Challenge ->
Count the rows below that contain the word "grass" and reply with only that number.

Task data ->
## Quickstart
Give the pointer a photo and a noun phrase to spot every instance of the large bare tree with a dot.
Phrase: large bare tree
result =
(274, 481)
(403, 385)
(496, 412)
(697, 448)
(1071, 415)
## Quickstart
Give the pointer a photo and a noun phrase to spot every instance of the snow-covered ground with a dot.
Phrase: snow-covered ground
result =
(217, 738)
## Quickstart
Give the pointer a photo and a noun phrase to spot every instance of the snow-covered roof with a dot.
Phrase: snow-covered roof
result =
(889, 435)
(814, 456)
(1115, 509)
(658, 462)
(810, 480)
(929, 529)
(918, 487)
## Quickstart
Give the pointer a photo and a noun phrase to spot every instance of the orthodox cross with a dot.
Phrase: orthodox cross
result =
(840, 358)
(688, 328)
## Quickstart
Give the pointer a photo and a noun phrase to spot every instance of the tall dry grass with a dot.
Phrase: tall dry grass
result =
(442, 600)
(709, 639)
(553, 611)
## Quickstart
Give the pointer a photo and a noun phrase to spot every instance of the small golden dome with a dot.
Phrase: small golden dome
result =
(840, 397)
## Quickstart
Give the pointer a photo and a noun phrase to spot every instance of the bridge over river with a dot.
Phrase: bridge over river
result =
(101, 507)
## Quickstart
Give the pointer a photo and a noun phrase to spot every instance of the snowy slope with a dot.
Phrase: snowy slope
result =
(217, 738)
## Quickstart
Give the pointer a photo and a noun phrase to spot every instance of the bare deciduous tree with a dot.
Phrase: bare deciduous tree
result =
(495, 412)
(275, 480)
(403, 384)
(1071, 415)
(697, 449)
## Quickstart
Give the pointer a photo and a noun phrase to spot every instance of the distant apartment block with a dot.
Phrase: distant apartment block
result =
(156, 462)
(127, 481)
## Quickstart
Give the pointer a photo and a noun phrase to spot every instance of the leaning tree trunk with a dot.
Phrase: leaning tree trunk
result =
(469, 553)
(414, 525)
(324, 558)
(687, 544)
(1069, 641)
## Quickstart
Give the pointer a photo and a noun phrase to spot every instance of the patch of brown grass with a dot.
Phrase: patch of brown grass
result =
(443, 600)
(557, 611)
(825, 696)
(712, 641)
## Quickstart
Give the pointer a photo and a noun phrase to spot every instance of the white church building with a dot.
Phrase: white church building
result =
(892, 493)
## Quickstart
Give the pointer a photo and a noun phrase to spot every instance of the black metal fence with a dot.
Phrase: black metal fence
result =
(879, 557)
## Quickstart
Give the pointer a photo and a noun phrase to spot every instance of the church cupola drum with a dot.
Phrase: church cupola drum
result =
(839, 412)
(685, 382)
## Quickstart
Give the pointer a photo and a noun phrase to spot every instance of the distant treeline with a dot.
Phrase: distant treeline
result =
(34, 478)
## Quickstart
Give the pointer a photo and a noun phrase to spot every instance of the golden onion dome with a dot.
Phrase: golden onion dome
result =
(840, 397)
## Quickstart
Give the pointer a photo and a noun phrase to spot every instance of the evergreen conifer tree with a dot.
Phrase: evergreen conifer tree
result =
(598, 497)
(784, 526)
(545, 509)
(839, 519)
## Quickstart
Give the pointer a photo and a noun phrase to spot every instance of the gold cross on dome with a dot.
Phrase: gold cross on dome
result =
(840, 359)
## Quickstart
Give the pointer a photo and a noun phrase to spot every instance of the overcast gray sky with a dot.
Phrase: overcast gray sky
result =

Expected output ->
4